> [Objective]
Reproduce the records from the line containing "Task: set a pin on each instance of the man's ear." through the line containing "point(129, 134)", both included, requests and all, rescaling each point coordinate in the answers by 1.55 and rounding to whole numbers, with halves rounded up. Give back only those lines.

> [Task data]
==================================================

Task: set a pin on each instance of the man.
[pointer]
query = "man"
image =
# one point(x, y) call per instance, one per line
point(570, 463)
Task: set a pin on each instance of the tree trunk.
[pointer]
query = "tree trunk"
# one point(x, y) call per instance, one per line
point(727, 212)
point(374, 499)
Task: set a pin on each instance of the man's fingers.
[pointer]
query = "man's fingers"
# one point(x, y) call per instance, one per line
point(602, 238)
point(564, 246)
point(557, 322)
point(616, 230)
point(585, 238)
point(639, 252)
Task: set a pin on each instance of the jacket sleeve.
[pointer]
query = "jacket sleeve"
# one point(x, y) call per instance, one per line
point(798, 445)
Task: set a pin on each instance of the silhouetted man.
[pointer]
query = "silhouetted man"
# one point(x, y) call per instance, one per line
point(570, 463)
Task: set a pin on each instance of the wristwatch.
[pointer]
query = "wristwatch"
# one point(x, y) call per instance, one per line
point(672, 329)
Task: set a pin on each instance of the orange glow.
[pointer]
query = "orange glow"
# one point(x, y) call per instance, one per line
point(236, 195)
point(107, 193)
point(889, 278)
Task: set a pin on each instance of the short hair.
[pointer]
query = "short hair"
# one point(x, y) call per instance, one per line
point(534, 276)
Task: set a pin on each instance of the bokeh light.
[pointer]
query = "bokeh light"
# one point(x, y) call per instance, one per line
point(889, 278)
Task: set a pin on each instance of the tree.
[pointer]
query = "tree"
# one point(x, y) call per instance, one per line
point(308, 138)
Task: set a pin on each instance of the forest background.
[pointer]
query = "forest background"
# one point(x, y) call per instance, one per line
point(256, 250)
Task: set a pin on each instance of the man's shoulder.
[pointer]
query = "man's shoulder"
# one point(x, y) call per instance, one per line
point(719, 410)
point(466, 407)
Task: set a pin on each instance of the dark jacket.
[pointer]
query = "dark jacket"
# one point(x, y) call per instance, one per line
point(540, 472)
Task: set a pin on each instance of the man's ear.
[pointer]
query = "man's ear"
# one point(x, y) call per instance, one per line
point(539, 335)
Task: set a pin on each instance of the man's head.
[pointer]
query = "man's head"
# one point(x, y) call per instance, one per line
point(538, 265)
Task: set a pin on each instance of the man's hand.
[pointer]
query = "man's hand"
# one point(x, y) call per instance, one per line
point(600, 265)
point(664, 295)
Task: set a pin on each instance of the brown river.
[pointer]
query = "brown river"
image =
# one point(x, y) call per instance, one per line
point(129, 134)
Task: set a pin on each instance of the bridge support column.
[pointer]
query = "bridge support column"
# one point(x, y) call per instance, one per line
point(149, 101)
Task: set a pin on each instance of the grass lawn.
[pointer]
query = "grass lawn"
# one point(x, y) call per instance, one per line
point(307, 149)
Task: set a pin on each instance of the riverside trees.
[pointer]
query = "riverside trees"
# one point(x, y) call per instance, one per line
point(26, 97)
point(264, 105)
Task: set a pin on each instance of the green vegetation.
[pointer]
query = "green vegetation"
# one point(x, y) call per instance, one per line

==================================================

> [Complete response]
Task: set a pin on each instance of the man's ear.
[pointer]
query = "man's ear"
# one point(x, y) call per instance, one per line
point(835, 519)
Task: set a pin on each instance of the man's head.
[pointer]
query = "man's head"
# one point(x, y) call per instance, one per line
point(834, 411)
Task: set a pin on each instance of the man's hand.
[pointer]
query = "man's hand"
# one point(x, y) call per instance, one per line
point(930, 411)
point(1029, 457)
Task: set a pin on each instance of the brown river.
[pointer]
query = "brown river"
image =
# one point(x, y) call per instance, one per line
point(200, 208)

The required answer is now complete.